--- Data ---

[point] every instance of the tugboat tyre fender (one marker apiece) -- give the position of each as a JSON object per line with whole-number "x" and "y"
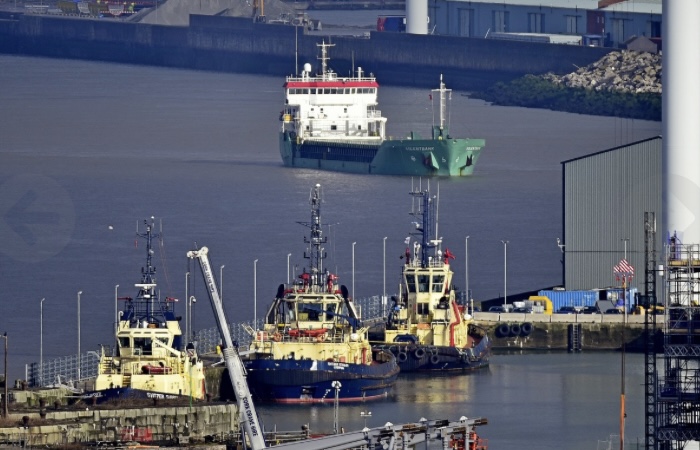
{"x": 515, "y": 329}
{"x": 503, "y": 330}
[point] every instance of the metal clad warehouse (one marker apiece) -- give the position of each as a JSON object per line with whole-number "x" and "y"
{"x": 605, "y": 197}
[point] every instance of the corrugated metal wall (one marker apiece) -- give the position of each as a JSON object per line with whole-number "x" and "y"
{"x": 605, "y": 197}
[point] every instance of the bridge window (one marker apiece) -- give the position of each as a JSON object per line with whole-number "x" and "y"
{"x": 423, "y": 283}
{"x": 411, "y": 283}
{"x": 438, "y": 283}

---

> Description of the task
Give the entries again exactly. Pictures stay out.

> Written solution
[point] every instance of the tugboat tyre fender (one marker apiece) -- give the position of each as a JSON object per line with whole-number "x" and "y"
{"x": 515, "y": 329}
{"x": 503, "y": 330}
[point] every instance of the metal clad warehouse (one marker apiece) -- give the position of each as a JSON object per line with whole-number "x" and "y"
{"x": 605, "y": 197}
[point] every instance of the corrugated metal wall (one marker apiece) -- give the position of each as a JSON object per line with whole-number "x" and "y"
{"x": 605, "y": 197}
[point] every instance of the bridge window (one marker apiece) -- give the position of each as a JSON object per line with whole-number "x" and "y"
{"x": 423, "y": 283}
{"x": 411, "y": 283}
{"x": 438, "y": 283}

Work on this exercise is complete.